_INSTRUCTIONS FOR THE TASK_: Starting at the line that contains "--target white face fur", copy each line through the end of the listing below. Include both ends and output nothing more.

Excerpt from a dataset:
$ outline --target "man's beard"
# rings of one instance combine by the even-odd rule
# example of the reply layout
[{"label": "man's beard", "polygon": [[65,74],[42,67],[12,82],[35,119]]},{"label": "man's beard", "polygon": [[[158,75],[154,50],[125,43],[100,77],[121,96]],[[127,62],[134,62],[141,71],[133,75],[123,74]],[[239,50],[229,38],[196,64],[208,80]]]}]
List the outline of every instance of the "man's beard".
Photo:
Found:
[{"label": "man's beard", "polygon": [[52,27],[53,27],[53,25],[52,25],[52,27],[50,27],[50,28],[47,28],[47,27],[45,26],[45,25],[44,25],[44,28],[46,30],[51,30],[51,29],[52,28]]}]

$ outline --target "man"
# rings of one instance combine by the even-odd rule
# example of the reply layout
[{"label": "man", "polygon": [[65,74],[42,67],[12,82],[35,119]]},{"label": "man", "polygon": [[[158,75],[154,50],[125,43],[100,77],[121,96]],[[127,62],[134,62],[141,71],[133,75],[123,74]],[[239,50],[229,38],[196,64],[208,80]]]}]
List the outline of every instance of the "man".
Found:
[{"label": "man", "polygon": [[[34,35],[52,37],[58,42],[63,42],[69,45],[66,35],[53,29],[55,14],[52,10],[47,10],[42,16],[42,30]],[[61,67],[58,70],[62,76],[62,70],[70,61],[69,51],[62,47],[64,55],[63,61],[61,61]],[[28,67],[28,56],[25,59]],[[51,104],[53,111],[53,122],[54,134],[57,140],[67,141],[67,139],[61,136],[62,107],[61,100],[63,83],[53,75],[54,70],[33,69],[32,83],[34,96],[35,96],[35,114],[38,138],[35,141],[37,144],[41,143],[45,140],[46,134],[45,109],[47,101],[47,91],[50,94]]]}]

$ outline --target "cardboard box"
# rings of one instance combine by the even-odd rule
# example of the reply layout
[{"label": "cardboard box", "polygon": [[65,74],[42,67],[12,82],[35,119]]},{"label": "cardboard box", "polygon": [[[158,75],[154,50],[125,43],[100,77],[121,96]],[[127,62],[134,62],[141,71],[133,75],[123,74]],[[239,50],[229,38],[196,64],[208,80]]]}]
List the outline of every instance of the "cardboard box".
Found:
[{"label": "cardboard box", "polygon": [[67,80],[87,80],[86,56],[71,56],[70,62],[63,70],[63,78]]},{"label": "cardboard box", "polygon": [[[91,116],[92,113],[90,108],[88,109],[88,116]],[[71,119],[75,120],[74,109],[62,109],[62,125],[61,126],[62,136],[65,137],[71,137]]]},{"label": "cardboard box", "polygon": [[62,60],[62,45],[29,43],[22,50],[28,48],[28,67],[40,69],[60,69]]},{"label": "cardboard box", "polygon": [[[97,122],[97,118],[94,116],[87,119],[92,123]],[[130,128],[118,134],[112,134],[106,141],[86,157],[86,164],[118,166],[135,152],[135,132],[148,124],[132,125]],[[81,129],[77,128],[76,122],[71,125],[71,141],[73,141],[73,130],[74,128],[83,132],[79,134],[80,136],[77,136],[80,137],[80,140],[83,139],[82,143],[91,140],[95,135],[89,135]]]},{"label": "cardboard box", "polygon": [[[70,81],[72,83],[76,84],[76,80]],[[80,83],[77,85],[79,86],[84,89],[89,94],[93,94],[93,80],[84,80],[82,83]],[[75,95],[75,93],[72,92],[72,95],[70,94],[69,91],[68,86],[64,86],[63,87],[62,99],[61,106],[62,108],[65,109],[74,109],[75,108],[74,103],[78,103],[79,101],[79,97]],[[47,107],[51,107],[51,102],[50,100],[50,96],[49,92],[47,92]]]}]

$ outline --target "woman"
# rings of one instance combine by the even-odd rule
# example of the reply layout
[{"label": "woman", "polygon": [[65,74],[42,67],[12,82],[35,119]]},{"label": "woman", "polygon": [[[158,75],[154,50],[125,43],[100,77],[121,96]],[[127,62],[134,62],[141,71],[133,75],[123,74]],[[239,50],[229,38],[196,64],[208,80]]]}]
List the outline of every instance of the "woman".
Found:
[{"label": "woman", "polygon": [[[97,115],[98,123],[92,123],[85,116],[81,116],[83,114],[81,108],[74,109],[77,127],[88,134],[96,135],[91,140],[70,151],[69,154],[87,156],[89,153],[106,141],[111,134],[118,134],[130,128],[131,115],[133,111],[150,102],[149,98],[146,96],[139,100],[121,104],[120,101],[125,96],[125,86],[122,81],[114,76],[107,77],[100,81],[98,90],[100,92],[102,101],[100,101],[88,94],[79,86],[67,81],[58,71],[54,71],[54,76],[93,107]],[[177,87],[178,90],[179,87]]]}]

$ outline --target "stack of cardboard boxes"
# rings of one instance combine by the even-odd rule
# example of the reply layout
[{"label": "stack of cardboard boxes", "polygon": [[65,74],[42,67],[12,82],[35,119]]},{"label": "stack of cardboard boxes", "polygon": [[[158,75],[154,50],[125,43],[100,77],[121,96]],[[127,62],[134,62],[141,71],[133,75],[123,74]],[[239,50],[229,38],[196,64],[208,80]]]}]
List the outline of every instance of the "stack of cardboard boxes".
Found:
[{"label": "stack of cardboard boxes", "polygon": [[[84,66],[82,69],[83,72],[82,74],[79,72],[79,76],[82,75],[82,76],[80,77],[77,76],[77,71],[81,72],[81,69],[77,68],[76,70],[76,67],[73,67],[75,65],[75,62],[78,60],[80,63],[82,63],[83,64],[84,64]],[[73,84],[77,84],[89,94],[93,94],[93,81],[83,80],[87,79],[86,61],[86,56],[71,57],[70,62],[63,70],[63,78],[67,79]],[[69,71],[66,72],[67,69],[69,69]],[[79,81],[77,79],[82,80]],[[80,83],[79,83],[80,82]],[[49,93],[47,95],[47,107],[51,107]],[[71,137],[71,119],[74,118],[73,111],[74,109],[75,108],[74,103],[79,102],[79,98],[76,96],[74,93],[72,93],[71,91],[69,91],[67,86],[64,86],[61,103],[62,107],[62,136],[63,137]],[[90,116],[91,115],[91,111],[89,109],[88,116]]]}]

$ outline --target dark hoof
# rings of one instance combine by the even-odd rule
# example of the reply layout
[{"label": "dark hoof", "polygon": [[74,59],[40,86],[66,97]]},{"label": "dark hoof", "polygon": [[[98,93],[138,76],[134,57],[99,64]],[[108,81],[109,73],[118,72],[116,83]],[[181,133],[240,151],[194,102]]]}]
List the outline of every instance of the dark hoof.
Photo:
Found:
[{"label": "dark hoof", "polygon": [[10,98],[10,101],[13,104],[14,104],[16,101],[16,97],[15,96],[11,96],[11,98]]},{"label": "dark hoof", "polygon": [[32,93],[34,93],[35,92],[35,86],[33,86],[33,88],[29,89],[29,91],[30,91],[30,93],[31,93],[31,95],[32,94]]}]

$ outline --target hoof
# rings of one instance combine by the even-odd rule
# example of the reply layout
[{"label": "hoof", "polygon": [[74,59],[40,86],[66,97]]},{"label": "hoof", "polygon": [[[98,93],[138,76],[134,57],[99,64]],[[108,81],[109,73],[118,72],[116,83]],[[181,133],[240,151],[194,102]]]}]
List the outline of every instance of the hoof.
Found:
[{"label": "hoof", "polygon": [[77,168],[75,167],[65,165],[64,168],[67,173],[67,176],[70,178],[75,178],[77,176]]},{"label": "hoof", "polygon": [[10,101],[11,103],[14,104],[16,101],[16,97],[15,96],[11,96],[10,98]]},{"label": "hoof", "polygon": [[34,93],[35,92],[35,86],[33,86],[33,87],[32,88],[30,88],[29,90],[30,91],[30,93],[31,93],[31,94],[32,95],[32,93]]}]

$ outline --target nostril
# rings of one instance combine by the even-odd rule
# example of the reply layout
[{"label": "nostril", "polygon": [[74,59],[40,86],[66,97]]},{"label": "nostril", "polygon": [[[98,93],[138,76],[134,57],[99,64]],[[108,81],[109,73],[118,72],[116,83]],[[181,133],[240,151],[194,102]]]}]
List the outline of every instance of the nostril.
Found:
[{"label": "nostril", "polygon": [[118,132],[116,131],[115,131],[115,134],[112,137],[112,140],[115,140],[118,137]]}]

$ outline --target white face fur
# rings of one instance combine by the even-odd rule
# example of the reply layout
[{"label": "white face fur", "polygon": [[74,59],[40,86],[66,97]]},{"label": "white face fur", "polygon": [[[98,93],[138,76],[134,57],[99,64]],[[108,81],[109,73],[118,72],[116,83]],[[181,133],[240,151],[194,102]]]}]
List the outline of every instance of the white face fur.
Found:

_THE RESULT_:
$ outline --target white face fur
# rings of one instance combine by the even-odd rule
# example of the reply layout
[{"label": "white face fur", "polygon": [[74,59],[40,86],[66,97]]},{"label": "white face fur", "polygon": [[[98,93],[138,76],[134,57],[99,64]],[[108,81],[109,73],[118,72],[116,83]],[[181,133],[240,151],[194,102]]]}]
List the outline of every instance of the white face fur.
Found:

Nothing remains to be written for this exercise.